§ **TEILE DER ÜBUNG**
(1) Warum lehnte die Beklagte laut dem Textauszug die Erstattung weiterer Kosten für die Haushaltshilfe ab?
(2) Schreibe aus den Zeilen den Abschnitt von der Zeile mit „Quality check round. The original labels for overcast“ bis zum Ende der Zeilen unverändert ab.

§ **TEXTAUSZUG**
━━━━━━━━━━━━━━━━
Beteiligte
Kläger und Revisionsbeklagter |
Beklagte und Revisionsklägerin |
Tatbestand
I.
Die Beteiligten streiten darüber, ob die Beklagte als Träger der knappschaftlichen Krankenversicherung dem Kläger nach § 20 des Reichsknappschaftsgesetzes (RKG), § 185b der Reichsversicherungsordnung (RVO) die Kosten für die Beschäftigung einer Haushaltshilfe während des Krankenhausaufenthaltes seiner Ehefrau zu erstatten hat.
Der Kläger ist Pflichtmitglied der knappschaftlichen Krankenversicherung. Seine Ehefrau befand sich in der Zeit vom 23. Juni 1974 bis zum 1. Juli 1974 auf Kosten der Beklagten zur Entbindung stationär im St. Josef-Krankenhaus in Linnich. Während dieser Zeit wurde der Haushalt, dem außer dem Kläger noch eine 8 1/2 und eine 6 1/2 Jahre alte Tochter angehörten, von einer Nachbarin versorgt. Der Kläger, der in der Zeit vom 25. Juni 1974 bis zum 5. Juli 1974 Tarifurlaub hatte, beantragte bei der Beklagten die Erstattung der für die Haushaltshilfe aufgewendeten Kosten von insgesamt 360,-- DM. Die Beklagte erstattete für den 24. Juni 1974 einen Betrag von 40,-- DM und lehnte mit Bescheid vom 23. August 1974 die Erstattung weiterer Kosten ab, weil der Kläger während des Tarifurlaubs den Haushalt selbst habe weiterführen können. Widerspruch und Klage hatten keinen Erfolg.
━━━━━━━━━━━━━━━━
§ **EINGABE FÜR AUFGABE**
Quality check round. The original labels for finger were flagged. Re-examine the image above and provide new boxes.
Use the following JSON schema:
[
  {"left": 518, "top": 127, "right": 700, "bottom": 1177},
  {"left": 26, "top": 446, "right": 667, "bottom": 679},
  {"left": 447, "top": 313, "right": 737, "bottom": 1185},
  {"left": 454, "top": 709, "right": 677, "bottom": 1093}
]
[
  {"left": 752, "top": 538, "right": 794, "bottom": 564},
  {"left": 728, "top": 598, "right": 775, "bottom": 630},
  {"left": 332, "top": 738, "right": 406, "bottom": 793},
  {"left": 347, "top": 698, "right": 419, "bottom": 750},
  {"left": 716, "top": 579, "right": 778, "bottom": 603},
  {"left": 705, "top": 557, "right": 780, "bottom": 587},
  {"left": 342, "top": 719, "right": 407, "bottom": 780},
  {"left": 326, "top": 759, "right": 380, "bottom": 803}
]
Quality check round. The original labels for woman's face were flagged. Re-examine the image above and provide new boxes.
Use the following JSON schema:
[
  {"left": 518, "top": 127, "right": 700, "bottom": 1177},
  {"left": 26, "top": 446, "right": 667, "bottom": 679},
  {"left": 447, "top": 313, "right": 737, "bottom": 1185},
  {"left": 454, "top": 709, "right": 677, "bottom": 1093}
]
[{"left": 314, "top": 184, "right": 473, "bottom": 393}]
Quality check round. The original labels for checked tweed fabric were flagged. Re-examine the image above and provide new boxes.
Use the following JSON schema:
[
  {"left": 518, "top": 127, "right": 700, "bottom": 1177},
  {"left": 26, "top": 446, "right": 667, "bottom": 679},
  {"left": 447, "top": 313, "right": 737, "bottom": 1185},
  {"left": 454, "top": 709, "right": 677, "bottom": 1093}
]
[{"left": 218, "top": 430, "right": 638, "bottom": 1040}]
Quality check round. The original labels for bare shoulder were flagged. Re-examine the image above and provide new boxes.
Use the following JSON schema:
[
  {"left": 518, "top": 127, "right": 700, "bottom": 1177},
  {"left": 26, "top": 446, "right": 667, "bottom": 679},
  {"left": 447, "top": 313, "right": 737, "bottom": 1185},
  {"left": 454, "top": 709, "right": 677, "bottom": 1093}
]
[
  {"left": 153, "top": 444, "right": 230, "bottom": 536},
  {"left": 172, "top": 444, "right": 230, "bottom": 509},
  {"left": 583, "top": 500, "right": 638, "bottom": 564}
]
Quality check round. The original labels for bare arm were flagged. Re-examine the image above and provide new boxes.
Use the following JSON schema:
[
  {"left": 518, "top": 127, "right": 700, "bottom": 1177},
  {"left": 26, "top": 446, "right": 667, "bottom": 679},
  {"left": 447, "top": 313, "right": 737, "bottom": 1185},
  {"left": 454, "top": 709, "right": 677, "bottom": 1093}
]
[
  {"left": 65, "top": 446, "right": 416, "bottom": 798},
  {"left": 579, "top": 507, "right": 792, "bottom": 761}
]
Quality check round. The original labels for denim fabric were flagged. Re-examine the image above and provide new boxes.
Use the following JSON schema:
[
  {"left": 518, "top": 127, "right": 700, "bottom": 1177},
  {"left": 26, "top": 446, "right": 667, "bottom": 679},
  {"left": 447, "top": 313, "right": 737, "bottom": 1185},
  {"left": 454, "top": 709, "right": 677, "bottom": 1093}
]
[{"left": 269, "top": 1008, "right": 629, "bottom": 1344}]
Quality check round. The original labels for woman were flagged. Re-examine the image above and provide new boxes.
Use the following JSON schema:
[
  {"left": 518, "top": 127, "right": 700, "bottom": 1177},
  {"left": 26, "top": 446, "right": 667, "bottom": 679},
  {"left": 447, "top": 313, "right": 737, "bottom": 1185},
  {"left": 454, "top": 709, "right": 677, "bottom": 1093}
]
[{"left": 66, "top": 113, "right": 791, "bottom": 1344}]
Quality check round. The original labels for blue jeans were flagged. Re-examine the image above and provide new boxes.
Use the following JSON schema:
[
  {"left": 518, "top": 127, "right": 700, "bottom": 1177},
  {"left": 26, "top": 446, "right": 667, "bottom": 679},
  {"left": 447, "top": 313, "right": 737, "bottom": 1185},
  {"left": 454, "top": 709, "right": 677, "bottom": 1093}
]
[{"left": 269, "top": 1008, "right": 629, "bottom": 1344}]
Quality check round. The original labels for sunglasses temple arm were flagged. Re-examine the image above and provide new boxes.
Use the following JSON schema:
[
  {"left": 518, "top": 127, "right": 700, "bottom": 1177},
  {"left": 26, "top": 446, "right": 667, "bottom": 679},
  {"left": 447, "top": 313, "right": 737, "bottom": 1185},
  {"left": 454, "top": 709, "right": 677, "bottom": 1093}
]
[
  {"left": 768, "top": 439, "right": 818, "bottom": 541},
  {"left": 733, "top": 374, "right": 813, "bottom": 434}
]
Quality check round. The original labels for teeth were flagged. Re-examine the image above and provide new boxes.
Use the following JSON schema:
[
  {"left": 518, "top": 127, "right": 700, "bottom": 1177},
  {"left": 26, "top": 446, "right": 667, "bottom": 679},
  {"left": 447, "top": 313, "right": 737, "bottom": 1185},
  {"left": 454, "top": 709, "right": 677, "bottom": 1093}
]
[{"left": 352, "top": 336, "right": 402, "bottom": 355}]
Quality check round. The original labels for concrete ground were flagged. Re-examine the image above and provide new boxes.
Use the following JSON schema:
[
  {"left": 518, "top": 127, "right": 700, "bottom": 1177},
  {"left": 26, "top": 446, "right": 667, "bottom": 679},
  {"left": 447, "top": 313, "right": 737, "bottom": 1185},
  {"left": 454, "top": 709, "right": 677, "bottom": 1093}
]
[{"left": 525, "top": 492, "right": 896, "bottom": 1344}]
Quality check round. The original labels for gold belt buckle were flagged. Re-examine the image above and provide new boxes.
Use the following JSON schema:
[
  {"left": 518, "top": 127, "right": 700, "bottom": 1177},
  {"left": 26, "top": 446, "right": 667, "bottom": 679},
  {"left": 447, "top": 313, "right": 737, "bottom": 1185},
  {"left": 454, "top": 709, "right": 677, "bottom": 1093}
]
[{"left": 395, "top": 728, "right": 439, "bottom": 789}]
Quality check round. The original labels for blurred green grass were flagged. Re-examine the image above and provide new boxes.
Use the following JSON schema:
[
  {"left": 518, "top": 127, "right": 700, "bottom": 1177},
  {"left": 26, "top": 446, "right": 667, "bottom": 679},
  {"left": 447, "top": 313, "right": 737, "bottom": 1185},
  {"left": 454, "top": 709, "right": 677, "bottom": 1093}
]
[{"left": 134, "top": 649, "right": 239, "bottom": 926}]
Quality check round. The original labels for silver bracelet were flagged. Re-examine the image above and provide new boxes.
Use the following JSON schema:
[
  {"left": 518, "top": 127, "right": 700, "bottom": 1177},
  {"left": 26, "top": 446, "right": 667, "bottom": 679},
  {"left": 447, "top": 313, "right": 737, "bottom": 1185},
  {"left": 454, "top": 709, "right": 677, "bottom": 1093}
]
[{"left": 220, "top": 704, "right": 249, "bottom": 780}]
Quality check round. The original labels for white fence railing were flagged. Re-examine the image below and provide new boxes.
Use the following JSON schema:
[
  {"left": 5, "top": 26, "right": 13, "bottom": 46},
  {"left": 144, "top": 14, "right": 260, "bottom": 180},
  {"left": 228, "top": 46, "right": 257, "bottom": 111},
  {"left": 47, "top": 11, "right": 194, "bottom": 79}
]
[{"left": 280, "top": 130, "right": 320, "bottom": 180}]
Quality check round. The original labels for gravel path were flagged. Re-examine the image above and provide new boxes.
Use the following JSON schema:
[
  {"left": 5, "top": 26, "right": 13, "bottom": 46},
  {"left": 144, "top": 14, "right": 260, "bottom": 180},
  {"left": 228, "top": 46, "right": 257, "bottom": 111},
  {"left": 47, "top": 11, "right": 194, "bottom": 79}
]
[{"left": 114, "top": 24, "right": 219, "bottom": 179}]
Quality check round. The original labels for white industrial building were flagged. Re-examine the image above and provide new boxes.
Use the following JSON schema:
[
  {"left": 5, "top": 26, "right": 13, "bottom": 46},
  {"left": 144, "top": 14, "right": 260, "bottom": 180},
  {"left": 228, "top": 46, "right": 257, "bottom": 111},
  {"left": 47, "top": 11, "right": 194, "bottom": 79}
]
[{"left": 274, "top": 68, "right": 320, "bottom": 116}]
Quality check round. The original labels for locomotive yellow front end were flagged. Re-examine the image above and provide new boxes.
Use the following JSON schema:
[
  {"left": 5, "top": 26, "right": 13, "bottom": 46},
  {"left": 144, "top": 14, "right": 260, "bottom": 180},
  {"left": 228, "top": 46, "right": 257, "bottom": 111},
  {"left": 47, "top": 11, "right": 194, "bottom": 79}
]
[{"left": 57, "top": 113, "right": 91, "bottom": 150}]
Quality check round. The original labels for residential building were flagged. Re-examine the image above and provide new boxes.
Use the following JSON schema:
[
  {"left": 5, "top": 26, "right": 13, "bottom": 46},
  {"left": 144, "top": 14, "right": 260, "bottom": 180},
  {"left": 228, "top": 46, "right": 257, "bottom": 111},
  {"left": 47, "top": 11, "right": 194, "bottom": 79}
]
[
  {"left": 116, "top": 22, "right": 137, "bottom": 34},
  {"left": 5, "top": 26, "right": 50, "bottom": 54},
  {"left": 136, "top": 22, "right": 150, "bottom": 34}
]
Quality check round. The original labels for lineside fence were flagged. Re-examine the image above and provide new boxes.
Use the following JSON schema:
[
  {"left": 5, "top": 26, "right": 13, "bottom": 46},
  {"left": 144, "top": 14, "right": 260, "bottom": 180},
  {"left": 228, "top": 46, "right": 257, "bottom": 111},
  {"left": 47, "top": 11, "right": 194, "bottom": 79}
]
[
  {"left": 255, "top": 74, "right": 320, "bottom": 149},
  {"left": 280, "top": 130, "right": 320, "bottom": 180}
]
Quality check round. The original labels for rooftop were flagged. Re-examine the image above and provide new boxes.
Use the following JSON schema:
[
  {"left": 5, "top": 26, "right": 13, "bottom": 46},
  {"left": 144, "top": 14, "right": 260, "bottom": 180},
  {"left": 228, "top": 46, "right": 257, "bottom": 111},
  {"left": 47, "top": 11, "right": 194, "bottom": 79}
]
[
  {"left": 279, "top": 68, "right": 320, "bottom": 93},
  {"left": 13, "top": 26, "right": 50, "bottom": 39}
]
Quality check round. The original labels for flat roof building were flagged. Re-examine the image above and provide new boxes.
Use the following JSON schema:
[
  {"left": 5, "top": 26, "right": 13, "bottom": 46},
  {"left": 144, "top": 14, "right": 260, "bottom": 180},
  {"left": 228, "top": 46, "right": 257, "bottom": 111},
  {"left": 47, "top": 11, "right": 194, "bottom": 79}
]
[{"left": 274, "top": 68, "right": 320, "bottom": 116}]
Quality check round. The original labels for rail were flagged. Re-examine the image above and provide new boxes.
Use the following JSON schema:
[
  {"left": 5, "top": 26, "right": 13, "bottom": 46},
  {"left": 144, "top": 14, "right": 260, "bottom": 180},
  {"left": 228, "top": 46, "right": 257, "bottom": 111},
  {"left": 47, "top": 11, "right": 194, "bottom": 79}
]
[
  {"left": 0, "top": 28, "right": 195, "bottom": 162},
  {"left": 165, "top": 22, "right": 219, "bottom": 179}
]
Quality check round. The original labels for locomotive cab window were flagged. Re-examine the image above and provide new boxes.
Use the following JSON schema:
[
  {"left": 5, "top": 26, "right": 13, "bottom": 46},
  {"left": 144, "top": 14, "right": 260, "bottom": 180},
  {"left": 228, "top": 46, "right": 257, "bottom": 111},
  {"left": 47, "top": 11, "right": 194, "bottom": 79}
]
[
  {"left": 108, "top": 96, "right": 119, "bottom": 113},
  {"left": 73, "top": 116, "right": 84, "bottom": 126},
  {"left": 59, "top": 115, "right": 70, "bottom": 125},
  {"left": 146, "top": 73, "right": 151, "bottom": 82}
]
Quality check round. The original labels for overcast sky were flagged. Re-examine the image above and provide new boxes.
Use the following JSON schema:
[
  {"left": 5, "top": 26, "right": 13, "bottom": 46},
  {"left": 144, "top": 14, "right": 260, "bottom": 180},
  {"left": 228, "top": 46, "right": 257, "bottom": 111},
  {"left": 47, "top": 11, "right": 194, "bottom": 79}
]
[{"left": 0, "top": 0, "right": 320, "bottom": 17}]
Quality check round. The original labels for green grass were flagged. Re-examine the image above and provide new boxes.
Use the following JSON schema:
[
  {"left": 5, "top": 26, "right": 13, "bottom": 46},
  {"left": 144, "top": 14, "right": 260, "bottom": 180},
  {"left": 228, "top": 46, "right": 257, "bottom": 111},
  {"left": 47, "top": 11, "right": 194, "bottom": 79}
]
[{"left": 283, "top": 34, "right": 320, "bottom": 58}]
━━━━━━━━━━━━━━━━
§ **ERGEBNISSE DER ÜBUNG**
(1) Nach dem Textauszug lehnte die Beklagte die weitere Erstattung ab, weil der Kläger während seines Tarifurlaubs den Haushalt selbst habe weiterführen können. Sie erstattete deshalb nur 40,-- DM für den 24. Juni 1974.

(2)
Quality check round. The original labels for overcast sky were flagged. Re-examine the image above and provide new boxes.
Use the following JSON schema:
[
  {"left": 5, "top": 26, "right": 13, "bottom": 46},
  {"left": 144, "top": 14, "right": 260, "bottom": 180},
  {"left": 228, "top": 46, "right": 257, "bottom": 111},
  {"left": 47, "top": 11, "right": 194, "bottom": 79}
]
[{"left": 0, "top": 0, "right": 320, "bottom": 17}]
Quality check round. The original labels for green grass were flagged. Re-examine the image above and provide new boxes.
Use the following JSON schema:
[
  {"left": 5, "top": 26, "right": 13, "bottom": 46},
  {"left": 144, "top": 14, "right": 260, "bottom": 180},
  {"left": 228, "top": 46, "right": 257, "bottom": 111},
  {"left": 47, "top": 11, "right": 194, "bottom": 79}
]
[{"left": 283, "top": 34, "right": 320, "bottom": 58}]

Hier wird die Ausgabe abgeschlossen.